Work to be completed
Count how many lines in the listing below contain the string "camera". Reply with the number alone.

Given data

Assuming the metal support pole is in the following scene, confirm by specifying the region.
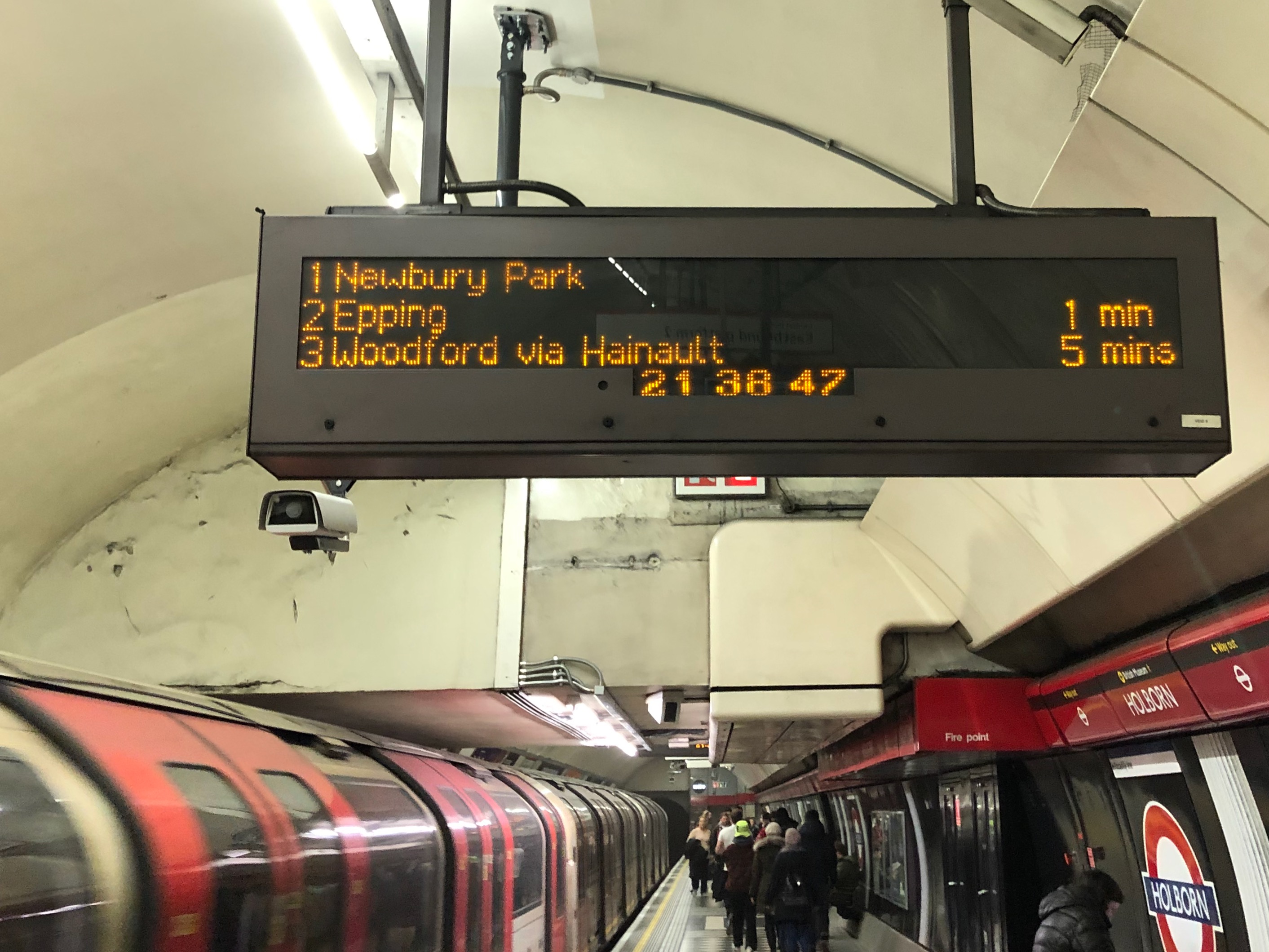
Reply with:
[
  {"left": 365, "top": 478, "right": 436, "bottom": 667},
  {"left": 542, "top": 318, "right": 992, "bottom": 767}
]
[
  {"left": 497, "top": 15, "right": 529, "bottom": 208},
  {"left": 371, "top": 0, "right": 471, "bottom": 206},
  {"left": 419, "top": 0, "right": 449, "bottom": 204},
  {"left": 943, "top": 0, "right": 977, "bottom": 206}
]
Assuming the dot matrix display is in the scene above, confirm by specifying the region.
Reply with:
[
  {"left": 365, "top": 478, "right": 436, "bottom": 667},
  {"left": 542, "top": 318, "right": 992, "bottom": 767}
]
[{"left": 296, "top": 258, "right": 1183, "bottom": 400}]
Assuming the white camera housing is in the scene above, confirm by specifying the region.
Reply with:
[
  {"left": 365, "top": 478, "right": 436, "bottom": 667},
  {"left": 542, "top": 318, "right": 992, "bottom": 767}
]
[{"left": 260, "top": 489, "right": 357, "bottom": 552}]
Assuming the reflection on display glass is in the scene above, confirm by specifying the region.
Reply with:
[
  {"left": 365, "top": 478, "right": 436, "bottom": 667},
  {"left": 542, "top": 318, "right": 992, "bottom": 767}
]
[{"left": 296, "top": 258, "right": 1183, "bottom": 399}]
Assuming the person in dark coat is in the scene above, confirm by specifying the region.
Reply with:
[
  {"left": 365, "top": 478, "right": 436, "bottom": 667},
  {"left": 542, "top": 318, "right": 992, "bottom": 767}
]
[
  {"left": 763, "top": 828, "right": 816, "bottom": 952},
  {"left": 829, "top": 840, "right": 863, "bottom": 938},
  {"left": 797, "top": 810, "right": 838, "bottom": 944},
  {"left": 1032, "top": 869, "right": 1123, "bottom": 952},
  {"left": 722, "top": 820, "right": 758, "bottom": 949},
  {"left": 749, "top": 820, "right": 784, "bottom": 952}
]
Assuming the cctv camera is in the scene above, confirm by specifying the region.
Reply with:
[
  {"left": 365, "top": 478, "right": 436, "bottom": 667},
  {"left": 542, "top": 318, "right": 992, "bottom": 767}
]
[{"left": 260, "top": 489, "right": 357, "bottom": 552}]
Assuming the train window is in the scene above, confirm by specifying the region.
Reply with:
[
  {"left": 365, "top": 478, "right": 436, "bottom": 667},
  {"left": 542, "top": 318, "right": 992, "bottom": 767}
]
[
  {"left": 0, "top": 749, "right": 97, "bottom": 952},
  {"left": 497, "top": 795, "right": 546, "bottom": 915},
  {"left": 260, "top": 770, "right": 344, "bottom": 952},
  {"left": 164, "top": 764, "right": 273, "bottom": 952},
  {"left": 871, "top": 810, "right": 907, "bottom": 909},
  {"left": 331, "top": 775, "right": 443, "bottom": 952}
]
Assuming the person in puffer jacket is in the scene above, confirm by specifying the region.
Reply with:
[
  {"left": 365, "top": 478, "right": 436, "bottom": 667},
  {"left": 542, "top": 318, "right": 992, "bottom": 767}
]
[
  {"left": 749, "top": 820, "right": 784, "bottom": 949},
  {"left": 1032, "top": 869, "right": 1123, "bottom": 952}
]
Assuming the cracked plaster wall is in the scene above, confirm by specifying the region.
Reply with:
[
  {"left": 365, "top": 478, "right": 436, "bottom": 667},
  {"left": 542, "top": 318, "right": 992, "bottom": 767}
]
[{"left": 0, "top": 432, "right": 503, "bottom": 691}]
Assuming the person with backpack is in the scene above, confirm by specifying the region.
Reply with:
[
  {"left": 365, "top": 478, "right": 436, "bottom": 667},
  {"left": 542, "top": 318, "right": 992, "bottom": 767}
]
[
  {"left": 797, "top": 810, "right": 838, "bottom": 949},
  {"left": 829, "top": 840, "right": 863, "bottom": 938},
  {"left": 722, "top": 820, "right": 758, "bottom": 951},
  {"left": 683, "top": 810, "right": 711, "bottom": 896},
  {"left": 1032, "top": 869, "right": 1123, "bottom": 952},
  {"left": 749, "top": 820, "right": 784, "bottom": 952},
  {"left": 764, "top": 828, "right": 818, "bottom": 952}
]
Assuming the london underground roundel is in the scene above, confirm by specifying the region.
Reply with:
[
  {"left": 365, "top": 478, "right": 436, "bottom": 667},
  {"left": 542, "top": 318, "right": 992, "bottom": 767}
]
[{"left": 1141, "top": 800, "right": 1222, "bottom": 952}]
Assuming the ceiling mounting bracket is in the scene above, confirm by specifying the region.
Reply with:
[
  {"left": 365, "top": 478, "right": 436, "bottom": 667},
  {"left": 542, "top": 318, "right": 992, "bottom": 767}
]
[{"left": 494, "top": 6, "right": 555, "bottom": 208}]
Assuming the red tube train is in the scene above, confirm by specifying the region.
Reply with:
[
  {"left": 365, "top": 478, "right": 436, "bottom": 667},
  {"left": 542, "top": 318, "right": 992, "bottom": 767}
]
[{"left": 0, "top": 659, "right": 669, "bottom": 952}]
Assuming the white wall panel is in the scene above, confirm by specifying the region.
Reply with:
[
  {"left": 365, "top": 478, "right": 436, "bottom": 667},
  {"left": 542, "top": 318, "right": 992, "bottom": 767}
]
[
  {"left": 709, "top": 519, "right": 955, "bottom": 720},
  {"left": 863, "top": 0, "right": 1269, "bottom": 645},
  {"left": 0, "top": 432, "right": 504, "bottom": 692},
  {"left": 976, "top": 478, "right": 1172, "bottom": 588},
  {"left": 863, "top": 478, "right": 1069, "bottom": 642},
  {"left": 1129, "top": 0, "right": 1269, "bottom": 124}
]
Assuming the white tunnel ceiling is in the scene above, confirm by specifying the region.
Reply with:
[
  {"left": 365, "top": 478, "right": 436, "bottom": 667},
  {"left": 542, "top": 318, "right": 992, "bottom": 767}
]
[{"left": 0, "top": 0, "right": 1101, "bottom": 381}]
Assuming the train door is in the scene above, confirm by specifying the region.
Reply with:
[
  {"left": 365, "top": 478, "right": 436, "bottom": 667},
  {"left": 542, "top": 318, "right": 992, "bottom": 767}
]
[
  {"left": 1060, "top": 750, "right": 1162, "bottom": 952},
  {"left": 290, "top": 745, "right": 447, "bottom": 952},
  {"left": 569, "top": 783, "right": 626, "bottom": 938},
  {"left": 14, "top": 687, "right": 280, "bottom": 952},
  {"left": 1106, "top": 738, "right": 1250, "bottom": 952},
  {"left": 827, "top": 793, "right": 868, "bottom": 909},
  {"left": 939, "top": 768, "right": 1006, "bottom": 952},
  {"left": 0, "top": 708, "right": 141, "bottom": 952},
  {"left": 385, "top": 752, "right": 491, "bottom": 952},
  {"left": 552, "top": 783, "right": 606, "bottom": 952},
  {"left": 180, "top": 715, "right": 368, "bottom": 952}
]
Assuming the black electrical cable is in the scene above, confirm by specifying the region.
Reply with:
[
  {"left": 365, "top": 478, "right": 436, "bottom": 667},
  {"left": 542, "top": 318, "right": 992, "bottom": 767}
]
[
  {"left": 533, "top": 67, "right": 948, "bottom": 204},
  {"left": 975, "top": 185, "right": 1150, "bottom": 218},
  {"left": 1080, "top": 4, "right": 1128, "bottom": 40},
  {"left": 446, "top": 179, "right": 586, "bottom": 208}
]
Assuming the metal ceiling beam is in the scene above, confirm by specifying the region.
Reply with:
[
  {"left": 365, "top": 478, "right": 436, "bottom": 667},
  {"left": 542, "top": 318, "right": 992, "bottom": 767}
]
[{"left": 371, "top": 0, "right": 471, "bottom": 204}]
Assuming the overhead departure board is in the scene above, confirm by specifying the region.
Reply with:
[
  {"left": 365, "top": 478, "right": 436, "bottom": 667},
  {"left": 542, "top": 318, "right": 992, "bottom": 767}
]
[{"left": 251, "top": 209, "right": 1229, "bottom": 476}]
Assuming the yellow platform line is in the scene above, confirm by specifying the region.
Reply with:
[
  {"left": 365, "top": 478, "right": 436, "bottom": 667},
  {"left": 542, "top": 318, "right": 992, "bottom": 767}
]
[{"left": 631, "top": 863, "right": 688, "bottom": 952}]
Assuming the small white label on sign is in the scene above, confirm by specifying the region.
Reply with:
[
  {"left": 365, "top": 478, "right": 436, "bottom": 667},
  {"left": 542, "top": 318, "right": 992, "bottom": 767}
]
[
  {"left": 674, "top": 476, "right": 766, "bottom": 499},
  {"left": 1181, "top": 414, "right": 1221, "bottom": 430}
]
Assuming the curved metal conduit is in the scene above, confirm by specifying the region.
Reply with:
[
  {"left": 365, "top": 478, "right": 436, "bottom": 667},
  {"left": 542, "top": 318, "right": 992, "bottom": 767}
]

Task response
2